Problem 1: According to the PbS quantum dot text below, what is the electron transfer time from PbS quantum dots to TiO2?
Problem 2: Which processes does the title of the PbS quantum dot text below name?
Problem 3: Retype the stretch of the PbS quantum dot text below from "Multiple exciton dissociation" through "transient absorption spectroscopy.".

─── Given text ───

Multiple exciton dissociation and hot electron extraction by ultrafast interfacial electron transfer from PbS QDs

• The electron and hole dynamics can be separated by probing their respective intraband transitions by the transient absorption spectroscopy.
• The multiple exciton generation in the PbS quantum dots cannot be affected in the presence of the electron acceptors.
• The strong electronic coupling between PbS quantum dots and TiO2 will lead to a spectral broadening.
• The electron transfer time from PbS quantum dots to TiO2 is less than 150 fs due to the strong coupling.

─── Data listing ───

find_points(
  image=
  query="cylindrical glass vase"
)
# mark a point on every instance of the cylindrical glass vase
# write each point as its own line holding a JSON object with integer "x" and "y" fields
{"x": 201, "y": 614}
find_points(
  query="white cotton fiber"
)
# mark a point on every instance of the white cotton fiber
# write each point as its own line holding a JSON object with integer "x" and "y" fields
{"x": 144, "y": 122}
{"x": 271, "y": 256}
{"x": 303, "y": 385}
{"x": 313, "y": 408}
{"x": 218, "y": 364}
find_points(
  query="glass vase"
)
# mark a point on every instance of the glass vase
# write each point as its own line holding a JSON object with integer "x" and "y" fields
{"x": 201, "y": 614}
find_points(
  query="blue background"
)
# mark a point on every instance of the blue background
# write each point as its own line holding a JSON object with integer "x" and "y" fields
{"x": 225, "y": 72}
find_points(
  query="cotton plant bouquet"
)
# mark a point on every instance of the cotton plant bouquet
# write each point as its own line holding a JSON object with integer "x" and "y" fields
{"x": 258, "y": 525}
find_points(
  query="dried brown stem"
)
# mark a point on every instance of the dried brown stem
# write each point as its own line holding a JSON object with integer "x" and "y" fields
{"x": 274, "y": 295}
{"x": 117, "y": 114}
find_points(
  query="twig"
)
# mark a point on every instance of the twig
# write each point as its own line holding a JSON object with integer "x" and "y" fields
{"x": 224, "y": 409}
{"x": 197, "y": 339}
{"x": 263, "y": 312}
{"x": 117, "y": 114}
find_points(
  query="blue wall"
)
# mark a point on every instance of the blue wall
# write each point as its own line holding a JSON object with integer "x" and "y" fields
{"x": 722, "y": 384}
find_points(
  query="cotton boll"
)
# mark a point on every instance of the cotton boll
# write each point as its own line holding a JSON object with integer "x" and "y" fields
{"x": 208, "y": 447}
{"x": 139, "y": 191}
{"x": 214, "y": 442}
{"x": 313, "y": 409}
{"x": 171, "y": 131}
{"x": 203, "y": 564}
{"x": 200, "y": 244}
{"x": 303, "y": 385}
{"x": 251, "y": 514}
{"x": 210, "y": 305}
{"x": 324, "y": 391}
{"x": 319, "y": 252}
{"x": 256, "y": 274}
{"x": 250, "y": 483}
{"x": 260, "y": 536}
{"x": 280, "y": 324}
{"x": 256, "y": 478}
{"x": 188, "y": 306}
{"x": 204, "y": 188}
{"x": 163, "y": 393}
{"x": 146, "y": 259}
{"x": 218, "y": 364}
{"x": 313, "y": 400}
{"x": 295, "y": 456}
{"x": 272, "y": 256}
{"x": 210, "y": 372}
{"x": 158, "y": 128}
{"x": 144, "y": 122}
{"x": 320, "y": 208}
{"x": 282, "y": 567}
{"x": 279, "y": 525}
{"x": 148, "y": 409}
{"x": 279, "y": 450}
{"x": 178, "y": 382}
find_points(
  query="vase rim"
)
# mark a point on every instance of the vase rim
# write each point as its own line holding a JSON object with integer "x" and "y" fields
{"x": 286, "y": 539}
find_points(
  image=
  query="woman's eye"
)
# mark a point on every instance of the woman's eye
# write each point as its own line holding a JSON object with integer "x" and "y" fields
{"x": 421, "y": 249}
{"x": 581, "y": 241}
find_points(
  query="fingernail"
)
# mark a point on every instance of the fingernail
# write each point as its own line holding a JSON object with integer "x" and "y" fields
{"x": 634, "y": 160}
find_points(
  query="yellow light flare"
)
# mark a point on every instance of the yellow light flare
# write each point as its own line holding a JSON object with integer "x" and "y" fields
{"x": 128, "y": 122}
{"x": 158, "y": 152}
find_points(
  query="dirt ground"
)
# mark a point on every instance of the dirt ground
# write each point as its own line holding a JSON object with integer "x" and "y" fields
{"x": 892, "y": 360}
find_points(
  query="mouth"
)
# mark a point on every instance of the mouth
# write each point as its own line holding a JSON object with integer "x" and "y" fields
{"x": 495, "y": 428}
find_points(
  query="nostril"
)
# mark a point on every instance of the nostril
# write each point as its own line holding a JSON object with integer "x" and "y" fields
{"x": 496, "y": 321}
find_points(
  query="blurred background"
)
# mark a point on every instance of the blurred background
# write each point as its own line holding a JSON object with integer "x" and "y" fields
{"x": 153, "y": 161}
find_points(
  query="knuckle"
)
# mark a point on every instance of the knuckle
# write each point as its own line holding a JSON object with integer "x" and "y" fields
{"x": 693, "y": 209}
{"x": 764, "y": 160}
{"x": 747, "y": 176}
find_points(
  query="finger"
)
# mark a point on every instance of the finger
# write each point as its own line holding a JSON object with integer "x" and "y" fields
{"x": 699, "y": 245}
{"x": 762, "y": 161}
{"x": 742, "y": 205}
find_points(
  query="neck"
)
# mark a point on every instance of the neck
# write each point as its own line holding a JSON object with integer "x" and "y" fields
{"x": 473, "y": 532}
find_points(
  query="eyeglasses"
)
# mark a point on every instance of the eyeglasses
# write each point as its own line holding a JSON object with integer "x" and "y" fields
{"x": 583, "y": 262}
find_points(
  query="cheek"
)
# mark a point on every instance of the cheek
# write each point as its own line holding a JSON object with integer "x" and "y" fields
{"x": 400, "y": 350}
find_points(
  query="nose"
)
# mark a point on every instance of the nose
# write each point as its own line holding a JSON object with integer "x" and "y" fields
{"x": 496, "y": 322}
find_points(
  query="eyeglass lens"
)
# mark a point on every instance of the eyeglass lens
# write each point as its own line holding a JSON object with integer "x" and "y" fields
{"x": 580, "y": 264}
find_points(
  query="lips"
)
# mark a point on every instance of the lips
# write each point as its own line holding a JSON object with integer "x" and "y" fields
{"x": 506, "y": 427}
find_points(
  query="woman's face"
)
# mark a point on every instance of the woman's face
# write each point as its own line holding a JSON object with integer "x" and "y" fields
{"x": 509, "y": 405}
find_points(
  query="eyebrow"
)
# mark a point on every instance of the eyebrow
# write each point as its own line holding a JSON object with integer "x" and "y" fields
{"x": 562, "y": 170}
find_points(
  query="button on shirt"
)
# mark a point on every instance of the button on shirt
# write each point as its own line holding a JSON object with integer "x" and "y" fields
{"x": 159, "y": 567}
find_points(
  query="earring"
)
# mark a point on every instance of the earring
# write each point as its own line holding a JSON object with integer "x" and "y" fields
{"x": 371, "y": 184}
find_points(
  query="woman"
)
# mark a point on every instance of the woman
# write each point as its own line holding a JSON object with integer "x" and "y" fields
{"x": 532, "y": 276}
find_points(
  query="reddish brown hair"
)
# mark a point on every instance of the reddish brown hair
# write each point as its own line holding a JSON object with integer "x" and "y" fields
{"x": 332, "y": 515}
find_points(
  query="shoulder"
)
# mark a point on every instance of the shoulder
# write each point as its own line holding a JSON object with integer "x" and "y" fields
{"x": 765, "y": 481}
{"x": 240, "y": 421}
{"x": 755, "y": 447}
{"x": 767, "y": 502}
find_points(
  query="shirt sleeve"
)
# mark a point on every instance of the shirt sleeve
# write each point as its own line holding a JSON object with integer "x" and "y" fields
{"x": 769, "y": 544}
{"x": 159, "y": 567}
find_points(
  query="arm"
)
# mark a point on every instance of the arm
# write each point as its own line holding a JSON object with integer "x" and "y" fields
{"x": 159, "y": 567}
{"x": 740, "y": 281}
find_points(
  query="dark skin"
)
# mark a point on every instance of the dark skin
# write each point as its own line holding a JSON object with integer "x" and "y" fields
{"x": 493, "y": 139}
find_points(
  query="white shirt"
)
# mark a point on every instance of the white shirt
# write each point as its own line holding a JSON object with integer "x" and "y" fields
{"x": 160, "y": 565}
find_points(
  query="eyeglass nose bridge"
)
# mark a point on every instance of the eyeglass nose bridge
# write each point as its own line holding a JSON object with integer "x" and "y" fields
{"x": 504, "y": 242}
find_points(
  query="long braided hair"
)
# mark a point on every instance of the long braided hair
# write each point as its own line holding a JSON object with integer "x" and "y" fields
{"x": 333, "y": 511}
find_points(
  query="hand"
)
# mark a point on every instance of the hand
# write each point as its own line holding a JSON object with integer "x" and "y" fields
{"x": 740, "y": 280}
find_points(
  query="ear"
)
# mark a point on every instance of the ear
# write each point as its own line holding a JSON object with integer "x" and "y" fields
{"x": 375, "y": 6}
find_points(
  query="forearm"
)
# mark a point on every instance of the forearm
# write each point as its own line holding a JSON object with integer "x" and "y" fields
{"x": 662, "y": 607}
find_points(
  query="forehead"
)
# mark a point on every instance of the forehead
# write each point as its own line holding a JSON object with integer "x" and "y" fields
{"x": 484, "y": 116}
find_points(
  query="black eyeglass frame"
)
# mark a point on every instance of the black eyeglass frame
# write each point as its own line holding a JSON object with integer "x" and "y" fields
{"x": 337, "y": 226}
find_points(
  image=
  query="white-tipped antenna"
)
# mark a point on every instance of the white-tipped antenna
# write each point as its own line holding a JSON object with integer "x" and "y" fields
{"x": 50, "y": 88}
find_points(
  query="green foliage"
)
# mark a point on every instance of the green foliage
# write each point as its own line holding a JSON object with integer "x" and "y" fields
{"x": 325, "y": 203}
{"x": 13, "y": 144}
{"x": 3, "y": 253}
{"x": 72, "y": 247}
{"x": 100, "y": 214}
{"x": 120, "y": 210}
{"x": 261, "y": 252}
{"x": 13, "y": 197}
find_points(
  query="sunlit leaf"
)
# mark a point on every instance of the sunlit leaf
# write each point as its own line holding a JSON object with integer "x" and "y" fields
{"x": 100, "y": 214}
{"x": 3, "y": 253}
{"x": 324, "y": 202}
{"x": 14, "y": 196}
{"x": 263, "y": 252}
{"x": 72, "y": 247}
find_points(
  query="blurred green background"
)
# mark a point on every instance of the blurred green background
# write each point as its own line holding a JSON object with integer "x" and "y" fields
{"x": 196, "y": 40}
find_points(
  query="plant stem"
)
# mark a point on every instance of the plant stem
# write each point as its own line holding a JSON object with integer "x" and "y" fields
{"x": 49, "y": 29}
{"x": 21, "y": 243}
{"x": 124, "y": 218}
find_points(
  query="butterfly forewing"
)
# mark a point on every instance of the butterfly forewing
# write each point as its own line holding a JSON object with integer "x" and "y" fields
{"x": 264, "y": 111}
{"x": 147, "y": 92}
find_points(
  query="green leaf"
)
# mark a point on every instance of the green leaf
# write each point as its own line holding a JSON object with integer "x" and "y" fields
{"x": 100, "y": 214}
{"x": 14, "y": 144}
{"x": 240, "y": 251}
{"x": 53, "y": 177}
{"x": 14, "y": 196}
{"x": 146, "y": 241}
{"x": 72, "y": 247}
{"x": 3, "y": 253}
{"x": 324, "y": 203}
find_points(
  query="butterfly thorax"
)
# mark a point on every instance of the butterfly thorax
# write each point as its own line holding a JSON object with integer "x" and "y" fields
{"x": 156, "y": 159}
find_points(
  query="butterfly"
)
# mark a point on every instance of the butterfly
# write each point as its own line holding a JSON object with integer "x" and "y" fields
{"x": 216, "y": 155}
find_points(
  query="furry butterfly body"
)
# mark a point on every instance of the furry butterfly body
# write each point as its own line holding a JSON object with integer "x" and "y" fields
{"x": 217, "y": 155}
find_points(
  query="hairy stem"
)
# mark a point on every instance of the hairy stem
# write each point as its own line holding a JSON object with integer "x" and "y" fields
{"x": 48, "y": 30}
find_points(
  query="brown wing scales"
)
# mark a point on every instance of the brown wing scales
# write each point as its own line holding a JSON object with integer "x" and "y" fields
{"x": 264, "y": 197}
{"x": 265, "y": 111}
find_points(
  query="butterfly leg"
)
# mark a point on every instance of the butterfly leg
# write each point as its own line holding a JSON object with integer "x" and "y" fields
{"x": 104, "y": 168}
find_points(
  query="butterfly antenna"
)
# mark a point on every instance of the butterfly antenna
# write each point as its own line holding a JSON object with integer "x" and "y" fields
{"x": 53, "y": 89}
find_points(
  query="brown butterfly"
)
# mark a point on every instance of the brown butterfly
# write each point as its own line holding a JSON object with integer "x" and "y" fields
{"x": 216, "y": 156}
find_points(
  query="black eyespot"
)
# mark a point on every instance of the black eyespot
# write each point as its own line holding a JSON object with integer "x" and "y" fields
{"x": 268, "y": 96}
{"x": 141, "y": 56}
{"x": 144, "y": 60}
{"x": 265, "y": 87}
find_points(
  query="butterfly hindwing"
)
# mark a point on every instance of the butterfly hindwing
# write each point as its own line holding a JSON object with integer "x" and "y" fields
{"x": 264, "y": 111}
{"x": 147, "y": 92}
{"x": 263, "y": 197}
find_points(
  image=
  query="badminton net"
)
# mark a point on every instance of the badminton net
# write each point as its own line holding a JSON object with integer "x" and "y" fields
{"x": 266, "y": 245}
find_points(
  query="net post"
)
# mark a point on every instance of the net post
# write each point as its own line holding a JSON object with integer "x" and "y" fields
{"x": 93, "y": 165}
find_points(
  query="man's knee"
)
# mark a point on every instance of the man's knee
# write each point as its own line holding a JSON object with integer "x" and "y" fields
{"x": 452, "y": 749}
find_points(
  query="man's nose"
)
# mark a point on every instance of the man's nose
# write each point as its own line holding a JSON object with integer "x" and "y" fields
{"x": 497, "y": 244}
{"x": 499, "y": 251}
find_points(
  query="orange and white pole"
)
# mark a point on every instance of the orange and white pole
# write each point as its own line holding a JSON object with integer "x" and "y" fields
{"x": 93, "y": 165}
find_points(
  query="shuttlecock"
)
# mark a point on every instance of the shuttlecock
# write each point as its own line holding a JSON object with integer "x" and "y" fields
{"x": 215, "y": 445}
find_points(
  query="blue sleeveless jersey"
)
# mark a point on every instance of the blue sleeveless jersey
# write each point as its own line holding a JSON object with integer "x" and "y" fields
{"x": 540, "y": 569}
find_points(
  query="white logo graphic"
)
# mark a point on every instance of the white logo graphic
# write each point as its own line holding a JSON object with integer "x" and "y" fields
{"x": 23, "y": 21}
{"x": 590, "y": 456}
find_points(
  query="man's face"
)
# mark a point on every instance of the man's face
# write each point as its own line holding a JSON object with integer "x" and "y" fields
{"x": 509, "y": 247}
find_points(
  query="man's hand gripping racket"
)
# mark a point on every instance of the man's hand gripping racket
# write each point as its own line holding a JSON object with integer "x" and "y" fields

───

Final answer 1: Less than 150 fs.

Final answer 2: Multiple exciton dissociation, hot electron extraction, and ultrafast interfacial electron transfer.

Final answer 3:
Multiple exciton dissociation and hot electron extraction by ultrafast interfacial electron transfer from PbS QDs

• The electron and hole dynamics can be separated by probing their respective intraband transitions by the transient absorption spectroscopy.